-- BEGIN Provided data --

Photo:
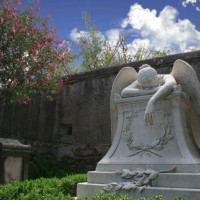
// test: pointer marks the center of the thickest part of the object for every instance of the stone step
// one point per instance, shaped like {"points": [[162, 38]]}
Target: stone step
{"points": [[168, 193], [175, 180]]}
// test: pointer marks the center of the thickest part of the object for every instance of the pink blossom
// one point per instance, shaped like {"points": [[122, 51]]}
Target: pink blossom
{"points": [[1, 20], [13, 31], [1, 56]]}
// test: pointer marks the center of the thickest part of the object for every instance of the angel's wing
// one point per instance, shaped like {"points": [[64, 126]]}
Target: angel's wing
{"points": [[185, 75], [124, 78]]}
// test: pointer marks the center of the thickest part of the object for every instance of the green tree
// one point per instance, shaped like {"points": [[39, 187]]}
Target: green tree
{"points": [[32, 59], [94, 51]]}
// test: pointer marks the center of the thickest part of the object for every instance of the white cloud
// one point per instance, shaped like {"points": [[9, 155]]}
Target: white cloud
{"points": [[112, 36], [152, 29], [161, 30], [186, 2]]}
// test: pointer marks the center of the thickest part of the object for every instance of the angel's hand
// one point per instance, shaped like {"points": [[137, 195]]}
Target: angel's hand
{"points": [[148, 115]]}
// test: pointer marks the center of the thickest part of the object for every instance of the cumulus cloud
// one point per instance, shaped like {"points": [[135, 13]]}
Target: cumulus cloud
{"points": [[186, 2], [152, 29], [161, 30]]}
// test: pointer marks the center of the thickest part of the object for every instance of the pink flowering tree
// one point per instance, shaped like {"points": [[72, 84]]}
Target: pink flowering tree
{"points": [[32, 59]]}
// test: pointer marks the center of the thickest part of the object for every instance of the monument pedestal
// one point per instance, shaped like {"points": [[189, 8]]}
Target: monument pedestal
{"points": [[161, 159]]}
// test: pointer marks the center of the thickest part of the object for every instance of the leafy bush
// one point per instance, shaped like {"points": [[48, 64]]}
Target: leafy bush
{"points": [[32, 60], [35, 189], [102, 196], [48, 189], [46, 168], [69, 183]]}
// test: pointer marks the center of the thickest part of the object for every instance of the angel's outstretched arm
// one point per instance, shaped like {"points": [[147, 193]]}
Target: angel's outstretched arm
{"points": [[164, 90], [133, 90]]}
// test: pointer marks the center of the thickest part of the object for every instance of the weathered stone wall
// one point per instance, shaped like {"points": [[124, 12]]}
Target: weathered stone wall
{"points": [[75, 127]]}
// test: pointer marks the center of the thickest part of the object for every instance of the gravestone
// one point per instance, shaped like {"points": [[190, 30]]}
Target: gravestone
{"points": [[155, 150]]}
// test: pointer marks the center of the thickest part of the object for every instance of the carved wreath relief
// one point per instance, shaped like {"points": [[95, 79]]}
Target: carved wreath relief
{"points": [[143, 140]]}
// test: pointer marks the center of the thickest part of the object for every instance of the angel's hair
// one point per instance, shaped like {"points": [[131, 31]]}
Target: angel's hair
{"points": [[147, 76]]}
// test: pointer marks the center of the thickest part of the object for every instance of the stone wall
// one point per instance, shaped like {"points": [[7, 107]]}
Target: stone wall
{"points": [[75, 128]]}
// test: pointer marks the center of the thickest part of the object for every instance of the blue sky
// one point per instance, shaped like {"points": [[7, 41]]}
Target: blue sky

-- END Provided data --

## Required task
Starting at the line that contains "of the gravestone" and ending with the final line of the records, render those lines as a numbered list, omitting any blank lines.

## Output below
1. // test: pointer marks the center of the thickest part of the object for every instance of the gravestone
2. // one point per instance, shaped like {"points": [[190, 30]]}
3. Target: gravestone
4. {"points": [[155, 150]]}
5. // test: pointer marks the center of the thickest part of the object for every instance of the carved wreath relief
6. // one point per instance, shaped like {"points": [[95, 79]]}
7. Target: carved wreath relief
8. {"points": [[143, 140]]}
9. // test: pointer marks the center of the thickest part of the object for every instance of the angel's hair
10. // one point per instance, shaped like {"points": [[131, 31]]}
11. Target: angel's hair
12. {"points": [[147, 76]]}
13. // test: pointer marks the center of the thickest part of the object for every instance of the stone wall
14. // one point per instance, shaped like {"points": [[7, 107]]}
15. Target: stone wall
16. {"points": [[75, 128]]}
17. // test: pointer marks the center of the thickest part of the object for every instance of the blue sky
18. // one point per instance, shaped like {"points": [[7, 41]]}
19. Target: blue sky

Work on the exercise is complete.